Badan Kependudukan dan Keluarga Berencana Nasional (BKKBN) Provinsi Jawa Timur (Jatim) menyebut, jumlah Janda Usia Sekolah (JUS) di Jatim masih tinggi.
Dari pendataan keluarga Jatim pada tahun 2023 menunjukkan, JUS di bawah usia 15 tahun kurang lebih ada 800-an orang. Sedangkan JUS usia 15 hingga 19 tahun jumlahnya kurang lebih 2900-an orang.
“Mereka menjadi JUS karena terpaksa menikah dini karena kehamilan yang tidak diinginkan. Setelah melahirkan mereka bercerai,” kata Maria Ernawati Kepala Kantor Perwakilan BKKBN Provinsi Jatim saat dikonfirmasi suarasurabaya.net, Rabu (31/1/2024).
Jumlah pernikahan dini di Jatim yang masih tinggi itu, berbanding lurus dengan tingginya angka perceraian. Yang mana, perceraian didominasi oleh usia muda bahkan masih usia sekolah.

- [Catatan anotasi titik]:
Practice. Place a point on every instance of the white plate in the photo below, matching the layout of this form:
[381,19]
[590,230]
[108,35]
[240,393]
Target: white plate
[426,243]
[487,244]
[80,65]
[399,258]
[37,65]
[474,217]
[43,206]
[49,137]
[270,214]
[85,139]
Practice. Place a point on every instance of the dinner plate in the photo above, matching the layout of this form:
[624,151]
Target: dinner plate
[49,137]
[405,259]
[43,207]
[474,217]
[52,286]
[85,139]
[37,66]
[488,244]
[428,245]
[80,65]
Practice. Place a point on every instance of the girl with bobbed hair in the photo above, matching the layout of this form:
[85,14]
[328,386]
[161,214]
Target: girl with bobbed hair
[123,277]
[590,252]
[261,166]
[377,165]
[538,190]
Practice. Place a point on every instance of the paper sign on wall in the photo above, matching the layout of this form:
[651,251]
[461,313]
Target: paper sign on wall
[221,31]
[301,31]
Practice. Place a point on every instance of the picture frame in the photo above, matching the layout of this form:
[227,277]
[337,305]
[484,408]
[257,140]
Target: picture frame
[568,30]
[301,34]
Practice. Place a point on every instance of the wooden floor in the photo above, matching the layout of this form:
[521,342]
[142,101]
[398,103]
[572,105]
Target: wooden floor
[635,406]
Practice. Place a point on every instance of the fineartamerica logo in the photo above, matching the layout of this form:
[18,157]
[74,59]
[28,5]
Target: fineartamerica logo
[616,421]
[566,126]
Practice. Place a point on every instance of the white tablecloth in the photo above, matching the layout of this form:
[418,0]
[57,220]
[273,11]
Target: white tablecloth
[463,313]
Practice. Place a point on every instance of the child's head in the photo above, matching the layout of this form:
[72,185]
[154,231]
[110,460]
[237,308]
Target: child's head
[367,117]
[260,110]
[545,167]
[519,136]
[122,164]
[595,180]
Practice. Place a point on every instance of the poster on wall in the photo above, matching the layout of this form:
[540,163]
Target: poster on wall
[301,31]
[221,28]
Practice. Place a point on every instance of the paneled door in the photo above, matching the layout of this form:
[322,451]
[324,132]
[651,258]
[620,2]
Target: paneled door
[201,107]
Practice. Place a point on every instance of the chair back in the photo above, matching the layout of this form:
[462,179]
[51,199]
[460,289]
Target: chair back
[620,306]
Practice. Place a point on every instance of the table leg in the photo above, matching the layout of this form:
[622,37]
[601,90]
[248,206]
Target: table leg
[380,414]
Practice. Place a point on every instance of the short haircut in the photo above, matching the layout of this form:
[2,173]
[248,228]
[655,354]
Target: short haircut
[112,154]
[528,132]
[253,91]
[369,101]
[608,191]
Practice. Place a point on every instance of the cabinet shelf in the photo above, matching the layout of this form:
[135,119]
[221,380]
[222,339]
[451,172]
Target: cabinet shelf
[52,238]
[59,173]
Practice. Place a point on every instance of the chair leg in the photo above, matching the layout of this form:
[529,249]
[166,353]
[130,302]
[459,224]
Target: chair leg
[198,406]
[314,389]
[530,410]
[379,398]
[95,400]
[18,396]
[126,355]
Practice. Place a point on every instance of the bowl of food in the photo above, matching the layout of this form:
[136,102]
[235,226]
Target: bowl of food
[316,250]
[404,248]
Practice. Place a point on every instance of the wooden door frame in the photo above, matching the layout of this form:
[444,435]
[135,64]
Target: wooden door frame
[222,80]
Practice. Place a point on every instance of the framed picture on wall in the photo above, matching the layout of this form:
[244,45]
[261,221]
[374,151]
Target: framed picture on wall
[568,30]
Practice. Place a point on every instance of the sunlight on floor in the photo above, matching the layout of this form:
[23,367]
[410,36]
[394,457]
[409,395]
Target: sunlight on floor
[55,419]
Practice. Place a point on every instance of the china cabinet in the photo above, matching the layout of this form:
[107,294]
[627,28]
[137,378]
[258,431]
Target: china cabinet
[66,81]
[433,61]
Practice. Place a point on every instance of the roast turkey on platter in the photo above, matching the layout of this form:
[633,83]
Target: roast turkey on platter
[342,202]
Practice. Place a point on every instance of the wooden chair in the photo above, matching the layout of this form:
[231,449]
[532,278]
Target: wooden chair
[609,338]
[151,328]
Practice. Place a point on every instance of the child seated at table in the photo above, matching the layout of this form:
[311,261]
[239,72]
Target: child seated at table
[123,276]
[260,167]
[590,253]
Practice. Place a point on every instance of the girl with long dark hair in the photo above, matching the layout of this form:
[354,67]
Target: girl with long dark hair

- [PERINTAH TUGAS]: Lanjutkan kutipan tentang janda usia sekolah di Jawa Timur, mulai dari sesudah kalimat terakhirnya.

- [JAWABAN LATIHAN]:
Kasus perceraian itu, lanjut Erna, juga terjadi karena mempelai masih usia anak sekolah, sehingga tingkat emosi masih labil atau belum dewasa.
“Kehamilan yang terjadi pada remaja juga sangat berpotensi terjadinya kelahiran stunting,” sebutnya.
Oleh karena itu, Erna mengatakan bahwa masalah JUS di Jatim yang juga berpotensi memperbanyak stunting, masih menjadi Pekerjaan Rumah (PR) serius bagi BKKBN, agar bisa menurunkan angka pernikahan dini dan menghilangkan kasus stunting.
Ia menyebut, pencegahan lahirnya bayi stunting bisa dilakukan dengan tidak melakukan pernikahan di usia sekolah, serta calon ibu harus sehat dan terus memperhatikan asupan gizi selama kehamilan.
Untuk mengatasi itu, ia menyebut BKKBN terus berupaya melalui program strategis, yakni preventif dari hulu untuk percepatan penurunan stunting di Jatim.
Ia mengatakan, BKKBN juga memberikan edukasi tentang kesehatan reproduksi ke sekolah-sekolah di Jatim, serta melakukan deklarasi stop pernikahan dini, agar para pelajar berani mengatakan tidak pada praktik pernikahan dini, dengan menjalani pergaulan sehat dan merencanakan kehidupan mereka untuk masa depan.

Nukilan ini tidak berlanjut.